== PROBLEMS AND TASKS ==
1) Answer these questions from the power gating passage below, one line each, marked as the questions are:
(a) What kinds of systems does the invention integrate with MOS devices and processes?
(b) In the FIG. 1 example, what state is the MOS power gate in when the gate control signal is low?
(c) What has happened to OFF state leakage current as the minimum feature size of MOS devices has decreased?
2) Decide whether each statement agrees with the power gating passage below. Answer yes or no, and quote the words from the passage that settle it:
(a) The MOS power gate could also sit between the circuit block and a ground connection.
(b) When the gate control signal is high, the virtual VDD is approximately equal to VDD.
(c) The voltage drop in MOS devices in an ON state has little effect on device performance.
3) Reproduce word for word the part of the power gating passage below that opens with the words containing "1. Technical Field" and closes with "devices and processes.".

1. Technical Field
The present invention generally relates to semiconductor devices. More particularly, the present invention relates to the integration of micro-electromechanical systems (MEMS) or nano-electromechanical systems (NEMS) with metal-oxide-semiconductor (MOS) devices and processes.
2. Description of the Related Art
The ever increasing demand of small, portable multifunctional electronic devices has led to the continued proliferation of smart phones, personal computing devices, personal audio devices (e.g., MP3 players), as well as biomedical and security devices. Such devices are expected to support and perform a greater number of increasingly complex and sophisticated functions while consuming less and less power. Such electronic devices rely on limited power sources (e.g., batteries and/or alternative energy harvesting systems) while providing ever-increasing processing capabilities and storage capacity.
In an attempt to reduce overall integrated circuit (IC) power consumption, various power gating techniques have been introduced to disable current flow to IC devices and circuitry when not in use, for example, when the device is in a non-operation mode so as to reduce standby consumed power. One common power gating technique includes using MOS transistors to switch connections to power or ground networks ON and OFF. The power gating technique can be understood with reference to FIG. 1, which shows a MOS power gate 102 coupled to a circuit block 104, where the MOS power gate 102 controls the power supplied to the circuit block 104 from a voltage supply (VDD) by way of the gate control signal at an input of the MOS power gate 102. For example, in some cases, when the gate control signal is low (logic 0), the MOS power gate 102 is ON, and a virtual VDD coupled to the circuit block 104 is approximately equal to VDD. Alternatively, in some cases, when the gate control signal is high (logic 1), the MOS power gate 102 is OFF, and the virtual VDD is approximately zero, thus effectively turning off of the power supplied to the circuit block 104. While the example of FIG. 1 shows the MOS power gate 102 connected between the circuit block 104 and the power network (VDD), the MOS power gate 102 could also be coupled between the circuit block 104 and a ground connection (VSS). Power gating of electronic devices becomes particularly important for devices that rely on limited power sources, spend a majority of their time in an OFF state or sleep mode (i.e., a non-operation mode), and which only operate on periodic and/or event-driven schedules, such as for example, motion-detecting security systems and biological implants which may only infrequently collect/analyze data or provide a drug release, among others.
The most common way to implement power gates has been through the use of MOS transistors, as illustrated in FIG. 1. However, as the minimum feature size of MOS devices has continuously decreased in an effort to meet stringent demands on device performance and power consumption, the OFF state leakage current has increased, and is rapidly approaching ON state current levels. This increased OFF state leakage, together with the fact that many electronic devices are spending a majority of their time in a non-operation mode, results in a dominant source of power consumption being the OFF state leakage occurring while the device is in a non-operation mode. Moreover, the voltage drop present in MOS devices while in an ON state can significantly degrade device performance, particularly in aggressively scaled and embedded IC devices.

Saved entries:
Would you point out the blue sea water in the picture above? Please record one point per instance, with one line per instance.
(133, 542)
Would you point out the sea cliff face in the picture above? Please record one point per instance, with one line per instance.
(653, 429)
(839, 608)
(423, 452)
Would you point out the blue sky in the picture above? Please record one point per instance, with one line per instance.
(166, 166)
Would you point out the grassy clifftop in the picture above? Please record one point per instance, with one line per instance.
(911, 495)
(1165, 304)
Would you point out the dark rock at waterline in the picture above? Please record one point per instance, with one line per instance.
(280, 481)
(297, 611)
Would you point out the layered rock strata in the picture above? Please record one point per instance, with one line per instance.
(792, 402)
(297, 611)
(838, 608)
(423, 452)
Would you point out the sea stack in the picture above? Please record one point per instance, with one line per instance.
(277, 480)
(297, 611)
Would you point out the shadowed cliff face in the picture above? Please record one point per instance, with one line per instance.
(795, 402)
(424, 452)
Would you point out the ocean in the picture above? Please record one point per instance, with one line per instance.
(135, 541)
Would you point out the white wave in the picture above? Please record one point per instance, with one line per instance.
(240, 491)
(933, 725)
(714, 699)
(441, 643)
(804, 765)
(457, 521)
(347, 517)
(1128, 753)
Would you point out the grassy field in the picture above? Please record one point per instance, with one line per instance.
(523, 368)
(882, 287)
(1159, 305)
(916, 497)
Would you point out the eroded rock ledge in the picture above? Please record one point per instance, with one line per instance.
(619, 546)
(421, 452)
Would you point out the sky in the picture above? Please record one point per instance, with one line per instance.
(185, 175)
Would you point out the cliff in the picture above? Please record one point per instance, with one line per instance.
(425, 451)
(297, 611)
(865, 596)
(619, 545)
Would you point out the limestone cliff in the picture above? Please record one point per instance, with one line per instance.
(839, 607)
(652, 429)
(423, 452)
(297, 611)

== TASK RESPONSES ==
1)
(a) Micro-electromechanical systems (MEMS) or nano-electromechanical systems (NEMS).
(b) The MOS power gate is ON, and the virtual VDD is approximately equal to VDD.
(c) It has increased and is rapidly approaching ON state current levels.

2)
(a) Yes: "the MOS power gate 102 could also be coupled between the circuit block 104 and a ground connection (VSS)"
(b) No: "when the gate control signal is high (logic 1), the MOS power gate 102 is OFF, and the virtual VDD is approximately zero"
(c) No: "the voltage drop present in MOS devices while in an ON state can significantly degrade device performance"

3)
1. Technical Field
The present invention generally relates to semiconductor devices. More particularly, the present invention relates to the integration of micro-electromechanical systems (MEMS) or nano-electromechanical systems (NEMS) with metal-oxide-semiconductor (MOS) devices and processes.